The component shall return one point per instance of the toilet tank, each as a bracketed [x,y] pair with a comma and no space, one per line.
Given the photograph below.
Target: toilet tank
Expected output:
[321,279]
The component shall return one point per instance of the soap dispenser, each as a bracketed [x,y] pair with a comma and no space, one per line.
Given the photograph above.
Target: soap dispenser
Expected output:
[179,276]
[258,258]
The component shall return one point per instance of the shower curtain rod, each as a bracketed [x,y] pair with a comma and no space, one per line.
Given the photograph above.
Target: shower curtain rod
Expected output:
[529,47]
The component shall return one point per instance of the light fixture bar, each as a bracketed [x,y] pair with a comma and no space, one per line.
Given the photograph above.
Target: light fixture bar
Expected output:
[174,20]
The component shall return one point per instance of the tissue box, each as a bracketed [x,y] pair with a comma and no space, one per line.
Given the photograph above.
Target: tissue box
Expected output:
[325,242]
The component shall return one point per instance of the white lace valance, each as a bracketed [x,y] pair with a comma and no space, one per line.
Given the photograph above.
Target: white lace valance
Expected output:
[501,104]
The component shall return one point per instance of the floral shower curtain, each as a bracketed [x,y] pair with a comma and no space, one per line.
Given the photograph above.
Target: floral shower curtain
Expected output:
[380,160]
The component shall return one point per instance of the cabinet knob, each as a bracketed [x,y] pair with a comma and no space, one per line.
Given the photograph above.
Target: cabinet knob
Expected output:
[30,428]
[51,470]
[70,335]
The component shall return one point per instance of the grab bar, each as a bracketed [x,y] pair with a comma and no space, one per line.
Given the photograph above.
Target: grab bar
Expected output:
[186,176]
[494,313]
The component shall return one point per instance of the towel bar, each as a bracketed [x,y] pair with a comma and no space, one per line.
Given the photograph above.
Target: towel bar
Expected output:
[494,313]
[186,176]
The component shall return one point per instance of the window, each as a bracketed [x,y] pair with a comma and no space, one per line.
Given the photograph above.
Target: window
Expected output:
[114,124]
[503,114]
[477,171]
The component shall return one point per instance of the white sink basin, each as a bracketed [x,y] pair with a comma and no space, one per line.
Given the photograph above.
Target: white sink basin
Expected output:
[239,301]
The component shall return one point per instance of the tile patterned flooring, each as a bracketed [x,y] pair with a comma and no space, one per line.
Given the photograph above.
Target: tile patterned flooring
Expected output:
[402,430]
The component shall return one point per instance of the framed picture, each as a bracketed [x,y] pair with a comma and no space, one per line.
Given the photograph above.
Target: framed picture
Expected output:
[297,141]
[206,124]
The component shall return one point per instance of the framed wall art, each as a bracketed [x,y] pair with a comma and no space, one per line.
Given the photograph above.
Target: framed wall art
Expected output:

────────────────

## The exercise
All records above must be set down exactly, please.

## Output for this exercise
The component shall return one point per instance of the toilet tank, each as a bracketed [x,y] pair with a comma and no space, one per line.
Given the photograph below.
Target: toilet tank
Expected output:
[321,279]
The component shall return one point per instance of the soap dispenser, each as a bracketed [x,y] pair with a comma and no space, one per line.
Given the photograph above.
Target: soap dispenser
Expected output:
[179,276]
[258,258]
The component shall return one point per instance of the shower curtain rod, each as a bracketed [x,y] pair with a comma and no space, one per line.
Given the photograph above.
Target: shower curtain rod
Expected output:
[529,47]
The component shall return one point per instance of the light fixture bar, each as a bracketed [x,y] pair with a comma and no space, one per line.
Given the photograph above.
Target: light fixture bar
Expected output:
[174,20]
The component shall return one point per instance of the tissue box, each as a bracketed [x,y] pair with a comma and no space, one per line.
Given the photograph above.
Target: tissue box
Expected output:
[325,242]
The component shall return one point per instance of the white lace valance, each as a bracketed [x,y] pair with a comma and no space, one per line.
Given the photograph above.
Target: white lace valance
Expected output:
[501,104]
The component shall return one point per instance of the floral shower curtain, each as a bracketed [x,y] pair with a comma and no space, one per line.
Given the photograph above.
Target: floral shower curtain
Expected output:
[380,160]
The component shall return one point per instance of the cabinet knob, each as a bracketed [x,y] pair with a comma and no space, one per line.
Given the photograph above.
Target: cabinet knob
Expected output:
[30,428]
[51,470]
[70,335]
The component shall return one point per instance of the grab bar, each as a bracketed [x,y] pair with a comma and no space, one per line.
Given the photograph above.
Target: grab bar
Expected output:
[186,176]
[494,313]
The component shall return one point per instance of the towel bar, each as a bracketed [x,y] pair with a comma and no space, one per line.
Given the photograph above.
Target: towel bar
Expected output:
[494,313]
[186,176]
The component shall return one point per instance of the window, each as a bracketed [x,y] pair with a comma and no space, one per line.
Given the photograph above.
Target: window
Expected output:
[114,124]
[503,114]
[477,171]
The component shall return one point per instance of the white sink basin, each as a bracketed [x,y] pair with a comma and no space, one per line.
Given the photograph above.
Target: white sink basin
Expected output:
[239,301]
The component shall return one point per instance of the tile patterned flooring, each as a bracketed [x,y] pair with a comma and no space, one per line.
Given the photograph above.
Target: tile patterned flooring
Expected output:
[402,430]
The component shall return one point per instance of the framed picture, each as a bracketed [x,y] pair with a comma and no space, one per line.
Given the photograph above.
Target: framed picture
Expected output:
[297,141]
[206,124]
The component shall return one point per instance of the framed wall art, each as a bracketed [x,y] pair with a comma and no space, one per line.
Given the photograph above.
Target: framed wall art
Expected output:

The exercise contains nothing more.